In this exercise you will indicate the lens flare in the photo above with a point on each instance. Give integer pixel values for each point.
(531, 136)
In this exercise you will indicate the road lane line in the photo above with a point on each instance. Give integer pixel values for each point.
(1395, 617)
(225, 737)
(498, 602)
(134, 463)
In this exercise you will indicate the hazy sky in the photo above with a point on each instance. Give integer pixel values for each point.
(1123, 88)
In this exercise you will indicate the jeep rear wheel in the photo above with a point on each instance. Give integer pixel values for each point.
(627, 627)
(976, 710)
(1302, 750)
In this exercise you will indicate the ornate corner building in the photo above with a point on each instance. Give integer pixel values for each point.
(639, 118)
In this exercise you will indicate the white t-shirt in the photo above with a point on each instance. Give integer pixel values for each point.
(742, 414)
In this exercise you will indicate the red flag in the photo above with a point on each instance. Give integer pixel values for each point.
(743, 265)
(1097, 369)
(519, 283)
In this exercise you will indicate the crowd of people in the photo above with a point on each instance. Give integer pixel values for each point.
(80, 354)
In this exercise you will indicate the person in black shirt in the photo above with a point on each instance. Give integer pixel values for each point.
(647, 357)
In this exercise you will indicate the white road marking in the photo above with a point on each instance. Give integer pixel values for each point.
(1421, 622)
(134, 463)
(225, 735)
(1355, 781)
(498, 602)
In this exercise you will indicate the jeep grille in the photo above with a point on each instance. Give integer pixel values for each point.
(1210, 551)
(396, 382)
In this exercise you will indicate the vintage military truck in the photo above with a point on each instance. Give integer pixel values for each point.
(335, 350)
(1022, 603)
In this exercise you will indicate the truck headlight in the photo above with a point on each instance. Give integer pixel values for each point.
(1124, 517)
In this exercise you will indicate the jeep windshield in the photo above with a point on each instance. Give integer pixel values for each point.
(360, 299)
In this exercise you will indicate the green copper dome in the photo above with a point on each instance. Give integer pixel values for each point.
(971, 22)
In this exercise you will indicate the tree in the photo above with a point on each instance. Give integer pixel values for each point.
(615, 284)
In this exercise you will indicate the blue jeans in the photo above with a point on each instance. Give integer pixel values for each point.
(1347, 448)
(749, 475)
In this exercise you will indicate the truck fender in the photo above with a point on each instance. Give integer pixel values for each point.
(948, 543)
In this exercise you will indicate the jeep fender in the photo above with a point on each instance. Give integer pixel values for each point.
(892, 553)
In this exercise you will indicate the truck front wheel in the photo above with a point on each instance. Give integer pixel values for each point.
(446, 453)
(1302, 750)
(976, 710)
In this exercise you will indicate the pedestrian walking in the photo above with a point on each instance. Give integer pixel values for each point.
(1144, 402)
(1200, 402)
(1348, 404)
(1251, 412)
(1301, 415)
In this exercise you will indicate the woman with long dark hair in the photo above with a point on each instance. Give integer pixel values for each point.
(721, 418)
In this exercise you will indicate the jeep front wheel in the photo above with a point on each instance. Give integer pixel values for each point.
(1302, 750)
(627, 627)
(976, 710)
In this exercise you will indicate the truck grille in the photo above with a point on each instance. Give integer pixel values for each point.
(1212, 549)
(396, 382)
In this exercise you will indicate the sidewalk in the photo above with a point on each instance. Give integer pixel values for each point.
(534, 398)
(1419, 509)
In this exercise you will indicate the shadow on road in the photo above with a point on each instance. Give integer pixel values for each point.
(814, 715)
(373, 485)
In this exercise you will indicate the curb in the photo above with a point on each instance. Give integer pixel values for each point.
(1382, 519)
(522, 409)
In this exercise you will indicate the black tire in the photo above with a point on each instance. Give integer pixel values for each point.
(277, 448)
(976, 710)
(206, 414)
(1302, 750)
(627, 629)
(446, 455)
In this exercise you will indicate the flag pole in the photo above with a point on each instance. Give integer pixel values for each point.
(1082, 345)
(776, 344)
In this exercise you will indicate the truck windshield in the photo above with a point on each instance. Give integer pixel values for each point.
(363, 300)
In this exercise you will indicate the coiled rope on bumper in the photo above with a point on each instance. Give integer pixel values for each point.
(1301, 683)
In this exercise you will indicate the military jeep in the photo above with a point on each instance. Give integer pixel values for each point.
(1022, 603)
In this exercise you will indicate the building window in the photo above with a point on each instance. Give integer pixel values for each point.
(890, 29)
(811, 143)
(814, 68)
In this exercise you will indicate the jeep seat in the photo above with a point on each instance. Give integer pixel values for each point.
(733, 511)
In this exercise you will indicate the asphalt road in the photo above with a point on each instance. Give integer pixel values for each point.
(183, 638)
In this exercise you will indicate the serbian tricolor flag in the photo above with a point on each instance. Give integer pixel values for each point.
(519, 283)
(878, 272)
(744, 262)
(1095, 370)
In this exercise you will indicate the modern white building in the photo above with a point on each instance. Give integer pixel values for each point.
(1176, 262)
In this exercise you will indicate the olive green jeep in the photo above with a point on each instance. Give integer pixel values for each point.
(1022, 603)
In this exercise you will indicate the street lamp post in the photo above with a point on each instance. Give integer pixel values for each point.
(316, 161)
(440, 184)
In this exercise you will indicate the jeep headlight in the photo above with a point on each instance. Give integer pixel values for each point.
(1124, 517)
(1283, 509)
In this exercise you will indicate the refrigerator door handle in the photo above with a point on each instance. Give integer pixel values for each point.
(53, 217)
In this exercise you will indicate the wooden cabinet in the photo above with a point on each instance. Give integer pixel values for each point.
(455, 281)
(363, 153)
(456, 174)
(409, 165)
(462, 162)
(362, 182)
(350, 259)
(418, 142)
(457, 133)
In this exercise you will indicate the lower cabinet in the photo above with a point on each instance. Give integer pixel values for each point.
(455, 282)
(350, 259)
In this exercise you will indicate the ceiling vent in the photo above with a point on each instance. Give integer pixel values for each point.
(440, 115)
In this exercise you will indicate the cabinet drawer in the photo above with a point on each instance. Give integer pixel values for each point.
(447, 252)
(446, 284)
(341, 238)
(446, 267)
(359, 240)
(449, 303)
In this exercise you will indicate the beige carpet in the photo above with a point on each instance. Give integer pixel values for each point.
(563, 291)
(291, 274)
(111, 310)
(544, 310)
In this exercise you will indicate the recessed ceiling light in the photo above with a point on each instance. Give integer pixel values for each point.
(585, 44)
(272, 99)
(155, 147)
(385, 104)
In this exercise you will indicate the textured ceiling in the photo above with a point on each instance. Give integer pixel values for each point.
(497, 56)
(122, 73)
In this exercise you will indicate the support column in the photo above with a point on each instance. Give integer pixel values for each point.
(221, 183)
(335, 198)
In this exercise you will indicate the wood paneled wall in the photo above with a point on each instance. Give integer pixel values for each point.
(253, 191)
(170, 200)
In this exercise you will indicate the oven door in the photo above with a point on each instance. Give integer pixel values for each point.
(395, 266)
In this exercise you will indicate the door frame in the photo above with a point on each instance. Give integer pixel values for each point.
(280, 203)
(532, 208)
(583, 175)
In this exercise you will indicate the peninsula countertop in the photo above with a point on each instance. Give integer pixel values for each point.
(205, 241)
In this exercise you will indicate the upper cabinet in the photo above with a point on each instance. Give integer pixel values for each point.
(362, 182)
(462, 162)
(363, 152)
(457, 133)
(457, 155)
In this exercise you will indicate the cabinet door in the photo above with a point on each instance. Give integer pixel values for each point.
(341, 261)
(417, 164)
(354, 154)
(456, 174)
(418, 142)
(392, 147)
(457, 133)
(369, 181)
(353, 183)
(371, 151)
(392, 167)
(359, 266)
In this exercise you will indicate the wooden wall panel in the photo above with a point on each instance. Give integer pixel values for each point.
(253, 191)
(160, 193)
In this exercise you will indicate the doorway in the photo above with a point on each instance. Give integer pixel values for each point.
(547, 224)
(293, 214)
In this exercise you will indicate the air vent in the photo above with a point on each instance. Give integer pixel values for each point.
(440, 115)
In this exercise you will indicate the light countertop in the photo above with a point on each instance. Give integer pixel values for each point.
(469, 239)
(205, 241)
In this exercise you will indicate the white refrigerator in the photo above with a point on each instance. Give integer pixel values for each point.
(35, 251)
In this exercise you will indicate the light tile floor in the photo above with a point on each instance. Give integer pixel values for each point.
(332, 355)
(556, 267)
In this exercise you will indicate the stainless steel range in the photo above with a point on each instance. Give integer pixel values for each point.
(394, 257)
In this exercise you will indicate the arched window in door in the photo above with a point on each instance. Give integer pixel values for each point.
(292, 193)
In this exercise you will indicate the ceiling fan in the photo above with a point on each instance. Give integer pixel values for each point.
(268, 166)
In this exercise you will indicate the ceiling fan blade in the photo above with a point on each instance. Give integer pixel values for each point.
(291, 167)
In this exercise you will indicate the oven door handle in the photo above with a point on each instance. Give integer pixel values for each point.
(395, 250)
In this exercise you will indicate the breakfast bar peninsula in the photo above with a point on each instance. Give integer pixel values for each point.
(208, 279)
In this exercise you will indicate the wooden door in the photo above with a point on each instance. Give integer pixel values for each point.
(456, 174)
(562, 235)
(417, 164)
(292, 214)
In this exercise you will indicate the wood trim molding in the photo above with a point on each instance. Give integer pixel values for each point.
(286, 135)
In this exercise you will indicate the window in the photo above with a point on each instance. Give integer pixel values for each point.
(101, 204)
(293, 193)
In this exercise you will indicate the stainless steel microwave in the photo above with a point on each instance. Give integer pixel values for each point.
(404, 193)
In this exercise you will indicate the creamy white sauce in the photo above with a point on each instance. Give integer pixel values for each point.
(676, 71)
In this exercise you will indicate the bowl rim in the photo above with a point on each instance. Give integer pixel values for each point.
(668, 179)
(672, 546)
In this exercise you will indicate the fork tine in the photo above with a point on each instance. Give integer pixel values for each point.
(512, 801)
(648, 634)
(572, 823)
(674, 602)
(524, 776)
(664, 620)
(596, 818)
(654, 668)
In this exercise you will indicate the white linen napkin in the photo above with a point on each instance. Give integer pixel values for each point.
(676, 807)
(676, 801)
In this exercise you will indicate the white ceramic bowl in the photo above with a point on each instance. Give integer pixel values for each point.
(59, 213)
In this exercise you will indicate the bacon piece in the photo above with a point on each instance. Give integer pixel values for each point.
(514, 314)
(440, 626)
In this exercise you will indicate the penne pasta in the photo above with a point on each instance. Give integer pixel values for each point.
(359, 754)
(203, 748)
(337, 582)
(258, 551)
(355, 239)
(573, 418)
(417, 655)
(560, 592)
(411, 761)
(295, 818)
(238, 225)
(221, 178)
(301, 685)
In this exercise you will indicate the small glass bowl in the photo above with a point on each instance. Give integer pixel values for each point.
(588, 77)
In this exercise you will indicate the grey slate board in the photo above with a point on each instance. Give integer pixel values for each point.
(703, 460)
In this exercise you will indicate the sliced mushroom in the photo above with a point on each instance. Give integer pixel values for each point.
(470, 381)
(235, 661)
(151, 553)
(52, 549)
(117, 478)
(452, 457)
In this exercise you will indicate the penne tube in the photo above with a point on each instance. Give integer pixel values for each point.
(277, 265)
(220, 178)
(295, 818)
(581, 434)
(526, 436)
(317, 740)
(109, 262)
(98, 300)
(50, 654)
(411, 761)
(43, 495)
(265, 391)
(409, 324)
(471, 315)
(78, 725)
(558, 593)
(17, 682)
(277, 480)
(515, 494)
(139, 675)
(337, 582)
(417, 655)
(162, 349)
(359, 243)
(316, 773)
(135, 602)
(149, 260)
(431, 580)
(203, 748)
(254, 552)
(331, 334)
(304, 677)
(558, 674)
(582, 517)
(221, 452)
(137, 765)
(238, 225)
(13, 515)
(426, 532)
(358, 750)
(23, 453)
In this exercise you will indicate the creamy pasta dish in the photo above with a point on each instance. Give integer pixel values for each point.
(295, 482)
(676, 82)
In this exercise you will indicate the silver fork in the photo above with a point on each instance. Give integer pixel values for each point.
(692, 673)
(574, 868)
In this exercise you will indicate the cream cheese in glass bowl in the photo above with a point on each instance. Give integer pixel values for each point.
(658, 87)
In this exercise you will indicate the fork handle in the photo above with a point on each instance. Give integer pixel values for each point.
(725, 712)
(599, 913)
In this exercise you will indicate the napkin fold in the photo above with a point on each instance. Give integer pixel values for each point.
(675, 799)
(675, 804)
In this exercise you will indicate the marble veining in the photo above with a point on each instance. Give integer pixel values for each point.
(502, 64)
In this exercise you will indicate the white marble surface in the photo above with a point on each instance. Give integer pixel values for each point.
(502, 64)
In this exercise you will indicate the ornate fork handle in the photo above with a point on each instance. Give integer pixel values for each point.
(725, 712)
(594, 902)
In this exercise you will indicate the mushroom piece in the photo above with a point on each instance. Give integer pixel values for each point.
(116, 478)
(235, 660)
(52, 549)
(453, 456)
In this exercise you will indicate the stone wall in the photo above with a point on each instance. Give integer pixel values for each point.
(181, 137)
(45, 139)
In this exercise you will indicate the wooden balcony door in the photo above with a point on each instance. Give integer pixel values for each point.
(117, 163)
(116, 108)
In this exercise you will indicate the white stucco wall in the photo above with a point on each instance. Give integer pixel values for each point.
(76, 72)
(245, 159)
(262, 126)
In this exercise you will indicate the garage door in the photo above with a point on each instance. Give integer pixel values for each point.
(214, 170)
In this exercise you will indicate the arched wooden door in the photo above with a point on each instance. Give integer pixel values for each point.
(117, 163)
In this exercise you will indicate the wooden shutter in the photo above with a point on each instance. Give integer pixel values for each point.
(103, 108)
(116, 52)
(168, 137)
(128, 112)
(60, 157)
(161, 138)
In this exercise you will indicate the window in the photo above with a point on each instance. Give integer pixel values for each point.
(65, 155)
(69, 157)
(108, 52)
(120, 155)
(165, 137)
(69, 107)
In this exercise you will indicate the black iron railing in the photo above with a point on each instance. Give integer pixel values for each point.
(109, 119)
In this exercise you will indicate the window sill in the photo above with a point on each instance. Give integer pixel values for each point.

——

Rescale the part of the listing starting at the line that contains "In this exercise you will indicate the flag" and ending at the line that contains "(1176, 262)". Rewrite only those lines, requests included, with the requests unchanged and every pixel coordinate in the answers multiplied by 1.15 and rounded to a whole number, halves rounding up.

Reply:
In this exercise you will indicate the flag pole in the photo above with a point on each instance. Give integer pixel values for each point.
(1244, 397)
(892, 396)
In this exercise you will indicate the truck windshield in the photo above with a point on each instance. Give integer pixel values for each point.
(417, 345)
In this exercise you will indicate the coiled rope on bumper in the photo above with a point on each instance. Give integer pixel values for each point.
(1496, 785)
In this exercise you will indicate the military jeep in the photo above with a point on each instance. Give integer pixel values for each point.
(1175, 693)
In this exercise you will indicate the building window in the photo above with a point on each instance. Give integer pixel values for each point.
(1024, 33)
(933, 164)
(936, 78)
In this exercise you will indicate the jeep seat in the photo above with a point on each instance. Give integer pixel values for each point.
(843, 588)
In this exercise you will indicate the asphalt road in the photo above with a point on each instance. Give integer pixel values for each point.
(210, 734)
In this exercise you will indicate the serbian tricolor flag in the photo above with a point on each instance. Give integer pixel values for each point.
(597, 325)
(1010, 313)
(856, 301)
(1259, 426)
In this exercise you will indicate the modern white building in the photo above with a point on each instance. Give integer pixel values for each point.
(1352, 301)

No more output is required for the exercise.